Direction:
Carry on the forum thread about calculating a running total with a SQL query, starting after its final post.

Text to read:

May 23, 2009 at 2:37 am
I have table
id
10
20
30
40
I want the result like
id
10
30
60
100
through query.
Pls help me to get result.
Regards,
Sunil
Sql DBA
May 23, 2009 at 2:53 am
You can use a inline query:
DECLARE @t TABLE (Id INT)
INSERT INTO @t
SELECT 10
UNION ALL SELECT 20
UNION ALL SELECT 30
UNION ALL SELECT 40
SELECT
(SELECT SUM(Id) FROM @t WHERE Id <= t.Id)
FROM @t t
May 23, 2009 at 3:02 am
Thanks a lot.
May 23, 2009 at 1:22 pm
That's a "running total" problem. Inline queries are ok for only the smallest of collections. See the following for why...
http://www.sqlservercentral.com/articles/T-SQL/61539/
If you have more than small collections of data to produce the running total for, post back and I'll introduce you to the quirky update method.

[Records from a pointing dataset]
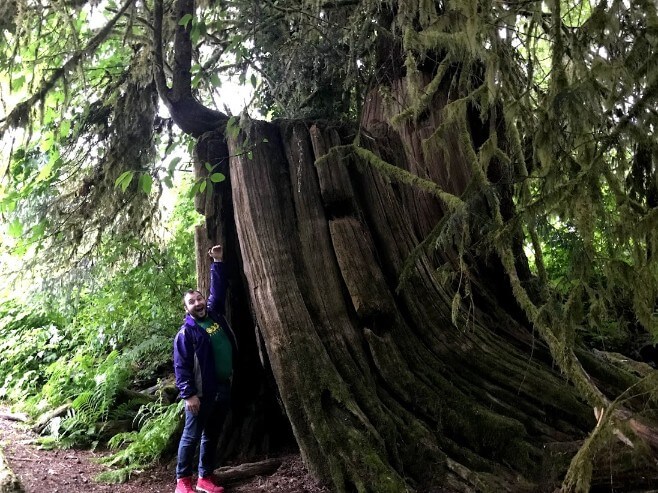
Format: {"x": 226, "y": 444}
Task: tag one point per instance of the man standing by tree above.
{"x": 203, "y": 363}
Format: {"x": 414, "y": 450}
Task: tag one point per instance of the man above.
{"x": 203, "y": 363}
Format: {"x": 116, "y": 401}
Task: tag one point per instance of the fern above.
{"x": 140, "y": 449}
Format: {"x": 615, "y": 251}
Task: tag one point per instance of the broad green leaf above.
{"x": 172, "y": 164}
{"x": 146, "y": 183}
{"x": 15, "y": 229}
{"x": 65, "y": 128}
{"x": 185, "y": 20}
{"x": 45, "y": 171}
{"x": 124, "y": 180}
{"x": 18, "y": 82}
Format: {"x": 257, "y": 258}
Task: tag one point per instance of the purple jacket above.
{"x": 194, "y": 365}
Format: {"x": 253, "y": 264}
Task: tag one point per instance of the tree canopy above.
{"x": 553, "y": 106}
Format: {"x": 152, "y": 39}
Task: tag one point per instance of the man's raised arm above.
{"x": 218, "y": 283}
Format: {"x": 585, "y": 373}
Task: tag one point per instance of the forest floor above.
{"x": 74, "y": 470}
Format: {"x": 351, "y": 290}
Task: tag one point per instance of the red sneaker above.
{"x": 184, "y": 485}
{"x": 208, "y": 485}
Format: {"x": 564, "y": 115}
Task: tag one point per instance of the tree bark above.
{"x": 382, "y": 389}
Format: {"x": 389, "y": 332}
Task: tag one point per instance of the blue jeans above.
{"x": 203, "y": 429}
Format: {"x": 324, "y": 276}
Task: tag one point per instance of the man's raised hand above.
{"x": 217, "y": 253}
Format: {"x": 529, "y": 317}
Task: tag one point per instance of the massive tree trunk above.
{"x": 385, "y": 389}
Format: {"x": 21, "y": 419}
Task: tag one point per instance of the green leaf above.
{"x": 46, "y": 170}
{"x": 195, "y": 189}
{"x": 15, "y": 229}
{"x": 195, "y": 33}
{"x": 146, "y": 183}
{"x": 185, "y": 20}
{"x": 172, "y": 164}
{"x": 124, "y": 180}
{"x": 65, "y": 128}
{"x": 18, "y": 82}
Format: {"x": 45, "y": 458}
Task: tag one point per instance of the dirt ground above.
{"x": 74, "y": 471}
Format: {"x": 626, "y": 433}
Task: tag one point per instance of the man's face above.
{"x": 195, "y": 305}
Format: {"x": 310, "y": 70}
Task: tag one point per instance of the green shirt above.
{"x": 221, "y": 348}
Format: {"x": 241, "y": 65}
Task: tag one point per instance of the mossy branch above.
{"x": 452, "y": 202}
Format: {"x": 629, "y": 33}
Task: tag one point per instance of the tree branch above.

Right answer:
--Jeff Moden
Change is inevitable... Change for the better is not.
May 23, 2009 at 1:26 pm
Good point Jeff. If there are more than four rows 😀 an inline query gets a bad performance.
One question:
Did you figure out if a cross join performs better than an inner join in this case?
May 23, 2009 at 2:35 pm
Florian Reischl (5/23/2009)
Good point Jeff. If there are more than four rows 😀 an inline query gets a bad performance.One question:
Did you figure out if a cross join performs better than an inner join in this case?
Heh... the problem is that we just don't know how many rows the OP will use this for nor how many some other person who reads this thread may use it for. 😉
Actually, if you look at the execution plan, it gets comparatively bad performance even on 4 rows. It has to "touch" ((N2+N)/2)+N rows or 14 rows just to process 4. Neither an INNER JOIN nor a CROSS JOIN nor even a CROSS APPLY is capable of processing this type of query with any worth while real performance. It must necessarily be procedural code in order to process the running total with any real performance.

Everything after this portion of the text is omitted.